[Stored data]
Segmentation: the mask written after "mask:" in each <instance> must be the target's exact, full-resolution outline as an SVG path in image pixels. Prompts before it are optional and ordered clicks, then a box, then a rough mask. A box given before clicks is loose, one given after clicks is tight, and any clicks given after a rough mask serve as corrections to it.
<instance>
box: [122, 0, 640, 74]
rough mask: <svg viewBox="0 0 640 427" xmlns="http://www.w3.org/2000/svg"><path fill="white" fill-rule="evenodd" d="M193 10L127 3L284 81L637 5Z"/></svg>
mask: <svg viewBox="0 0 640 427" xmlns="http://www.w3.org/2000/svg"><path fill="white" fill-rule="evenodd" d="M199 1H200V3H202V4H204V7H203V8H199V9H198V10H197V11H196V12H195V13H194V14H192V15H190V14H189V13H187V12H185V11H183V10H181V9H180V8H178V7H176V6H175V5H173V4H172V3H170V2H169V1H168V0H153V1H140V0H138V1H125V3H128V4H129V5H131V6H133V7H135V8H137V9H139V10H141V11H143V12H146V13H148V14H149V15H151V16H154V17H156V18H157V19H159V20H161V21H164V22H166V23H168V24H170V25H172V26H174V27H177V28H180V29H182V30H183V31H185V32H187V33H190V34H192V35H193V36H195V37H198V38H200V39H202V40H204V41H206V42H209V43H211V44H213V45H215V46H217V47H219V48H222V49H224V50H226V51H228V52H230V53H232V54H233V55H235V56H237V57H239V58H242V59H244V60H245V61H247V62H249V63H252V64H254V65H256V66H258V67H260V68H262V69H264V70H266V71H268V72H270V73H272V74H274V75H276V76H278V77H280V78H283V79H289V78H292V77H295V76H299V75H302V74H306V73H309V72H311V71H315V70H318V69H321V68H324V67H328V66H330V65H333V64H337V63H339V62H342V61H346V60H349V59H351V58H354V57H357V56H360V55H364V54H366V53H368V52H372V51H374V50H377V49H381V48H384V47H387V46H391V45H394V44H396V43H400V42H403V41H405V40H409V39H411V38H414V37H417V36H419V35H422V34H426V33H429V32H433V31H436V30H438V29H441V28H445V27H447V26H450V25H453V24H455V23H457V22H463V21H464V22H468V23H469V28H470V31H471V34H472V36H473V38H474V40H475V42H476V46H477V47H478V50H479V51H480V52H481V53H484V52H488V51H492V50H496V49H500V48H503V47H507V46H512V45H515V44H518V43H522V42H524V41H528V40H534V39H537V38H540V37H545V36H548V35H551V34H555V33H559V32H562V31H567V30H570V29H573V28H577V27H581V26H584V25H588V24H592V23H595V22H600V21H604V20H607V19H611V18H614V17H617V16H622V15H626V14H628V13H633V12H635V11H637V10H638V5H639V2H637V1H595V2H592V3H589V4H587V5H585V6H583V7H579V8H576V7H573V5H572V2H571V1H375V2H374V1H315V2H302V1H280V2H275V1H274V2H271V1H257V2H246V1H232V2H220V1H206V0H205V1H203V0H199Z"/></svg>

§ Description of the task
Retype the rows word for word, starting at the very first line and ending with the line that contains "rough mask: <svg", including that line.

§ Exercise answer
Segmentation: the mask written after "mask:" in each <instance> must be the target's exact, full-resolution outline as an SVG path in image pixels. Prompts before it are optional and ordered clicks, then a box, then a rough mask. A box given before clicks is loose, one given after clicks is tight, and any clicks given after a rough mask serve as corrections to it.
<instance>
box: [122, 0, 640, 74]
rough mask: <svg viewBox="0 0 640 427" xmlns="http://www.w3.org/2000/svg"><path fill="white" fill-rule="evenodd" d="M193 10L127 3L284 81L637 5Z"/></svg>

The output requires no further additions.